## WHAT IS BEING ASKED
The required output consists solely of the lines from the line containing "target: hat" through the end of the records, copied exactly.
-- GIVEN RECORDS follows --
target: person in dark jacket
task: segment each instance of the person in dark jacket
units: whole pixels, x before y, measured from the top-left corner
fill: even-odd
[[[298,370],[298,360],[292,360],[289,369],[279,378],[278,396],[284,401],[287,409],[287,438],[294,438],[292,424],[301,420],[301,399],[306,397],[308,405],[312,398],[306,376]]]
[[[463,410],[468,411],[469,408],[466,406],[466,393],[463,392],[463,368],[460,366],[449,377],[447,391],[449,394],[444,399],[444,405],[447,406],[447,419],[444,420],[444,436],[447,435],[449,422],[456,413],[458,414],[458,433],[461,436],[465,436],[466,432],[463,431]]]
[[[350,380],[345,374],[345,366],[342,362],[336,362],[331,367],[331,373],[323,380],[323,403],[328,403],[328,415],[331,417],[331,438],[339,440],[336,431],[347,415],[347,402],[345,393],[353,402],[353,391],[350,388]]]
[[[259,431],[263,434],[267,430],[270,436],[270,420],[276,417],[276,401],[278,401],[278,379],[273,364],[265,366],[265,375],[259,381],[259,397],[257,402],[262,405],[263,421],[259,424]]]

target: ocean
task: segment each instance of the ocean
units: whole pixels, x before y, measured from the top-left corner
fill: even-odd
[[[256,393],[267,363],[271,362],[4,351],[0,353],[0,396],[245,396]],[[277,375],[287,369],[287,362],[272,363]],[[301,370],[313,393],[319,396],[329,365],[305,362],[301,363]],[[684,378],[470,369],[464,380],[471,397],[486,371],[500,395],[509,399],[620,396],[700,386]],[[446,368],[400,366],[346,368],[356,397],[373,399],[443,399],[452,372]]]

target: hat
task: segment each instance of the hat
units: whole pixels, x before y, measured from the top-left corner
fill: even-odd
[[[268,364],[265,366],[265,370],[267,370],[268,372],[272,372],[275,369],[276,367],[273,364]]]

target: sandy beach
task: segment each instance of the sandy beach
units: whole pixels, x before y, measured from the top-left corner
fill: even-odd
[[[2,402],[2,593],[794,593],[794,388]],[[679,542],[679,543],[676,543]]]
-- GIVEN RECORDS concluded --
## ANSWER TO THE PROBLEM
target: hat
task: segment each instance of the hat
units: whole pixels, x before y, measured from the top-left corner
fill: even-odd
[[[268,364],[265,366],[265,370],[267,370],[268,372],[272,372],[275,369],[276,367],[273,364]]]

target: sandy beach
task: segment each instance of the sandy beach
units: whole pixels, x before y, measured from the top-left corner
fill: even-odd
[[[2,402],[2,593],[794,593],[794,388]],[[679,542],[679,543],[676,543]]]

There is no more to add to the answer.